### TASK ITEM A
From the news story on overdose deaths in B.C., print the passage that begins at the words "Felicella, says people" and stops after "do it alone.".
### TASK ITEM B
Write what comes next in the news story on B.C. overdose deaths, picking up after its last sentence.

[[ EXCERPT PROVIDED open ]]

SURREY (NEWS 1130) — Three deaths within 12 hours are Surrey is raising the alarm about the toxic drug supply killing more British Columbians every day compared to COVID-19.
In a statement, Mounties say they suspect fatal overdoses caused the deaths and there doesn’t seem to be any connection between the victims.
Despite the number of deaths, Guy Felicella, with the B.C. Centre on Substance Use, says there is a real disconnect.
“When you compare the urgency to COVID, and you compare it to the overdose crisis, it really shows that some lives matter more than others, and drug users lives just don’t matter much and that’s sad,” he says. “It doesn’t just pick and choose it can be anybody. It’s sad that we continue to lack the sense of urgency to address the crisis.”
The overdose crisis was declared a public health emergency in April 2016 and he feels it’s only gotten worse during the pandemic.
“It’s gone up to as high as 6.8 [deaths] a day — we’re probably averaging five people a day right now — five people every single day will die of a drug overdose.”
He adds the majority of these deaths remain indoors, often in people’s homes.
Felicella, says people need to share information about protecting others from overdoses, including getting drugs tested and reminding those who do use, not to do it alone.
The province’s latest overdose numbers will be released next week.
More than 1,500 deaths this year alone
The opioid overdose crisis has killed more than 1,500 people in B.C. so far this year, including more than 300 in the City of Vancouver alone. In comparison, as of Wednesday, 310 people have died because of COVID-19.

[[ EXCERPT PROVIDED closed ]]
[[ DATASET EXTRACT open ]]

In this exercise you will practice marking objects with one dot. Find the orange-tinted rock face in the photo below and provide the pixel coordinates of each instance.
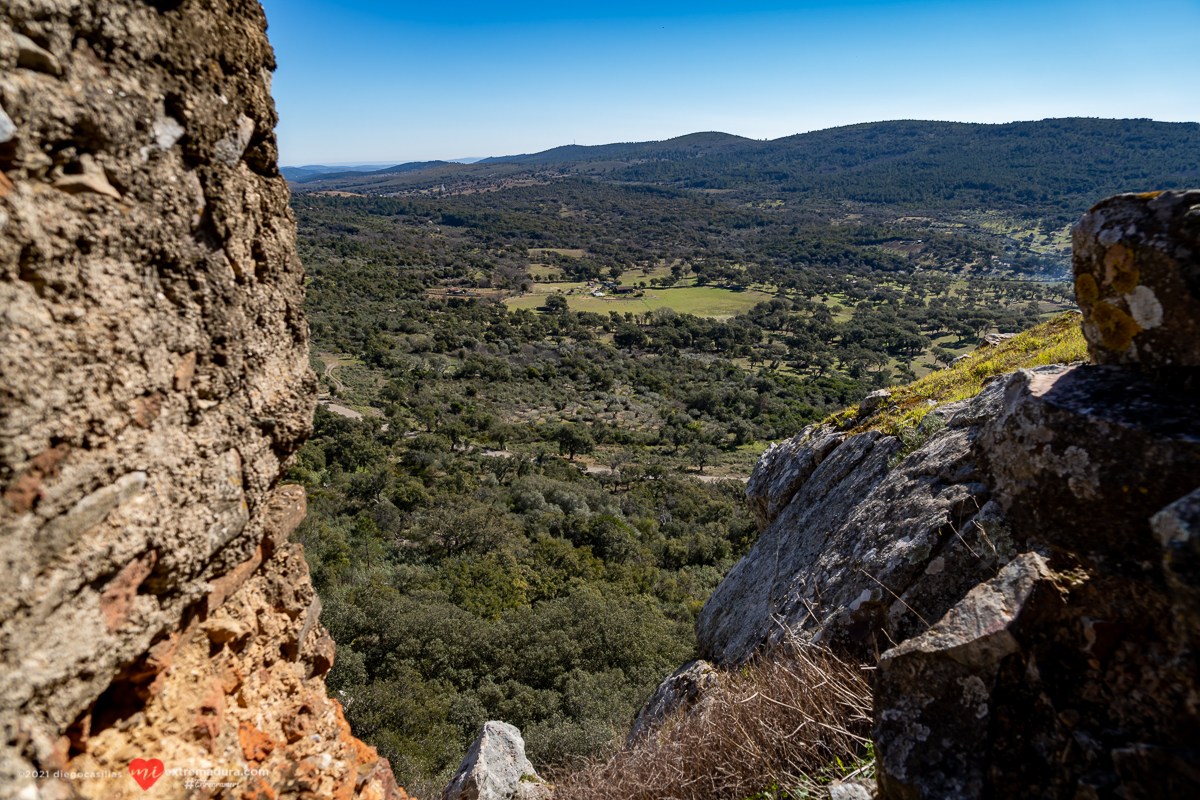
(155, 625)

[[ DATASET EXTRACT closed ]]

### ANSWER A
Felicella, says people need to share information about protecting others from overdoses, including getting drugs tested and reminding those who do use, not to do it alone.

### ANSWER B
The latest report from the B.C. Coroner’s Service shows deaths have more than doubled compared to the same time last year.
Previous numbers for September saw 127 suspected illicit drug toxicity deaths. It was the seventh straight month the numbers have topped the 100-mark in B.C. and a 112 per cent increase over the same month a year ago.
At the time, Premier John Horgan admitted more needs to be done to bring down the number of overdose deaths in the province.
B.C. set a record with 177 illicit drug toxicity and fentanyl-detected drug deaths this past June, then had 175 more in July. August saw another 147 deaths.
So far this year, 70 per cent of such overdose deaths have been people aged 30 to 59. Males have accounted for 80 per cent of deaths in 2020 to date.
Vancouver, Surrey, and Victoria have experienced the highest number of overdoses this year.
Meanwhile, the mayor of Vancouver will be calling on the federal government to decriminalize simple possession of illegal drugs in the city.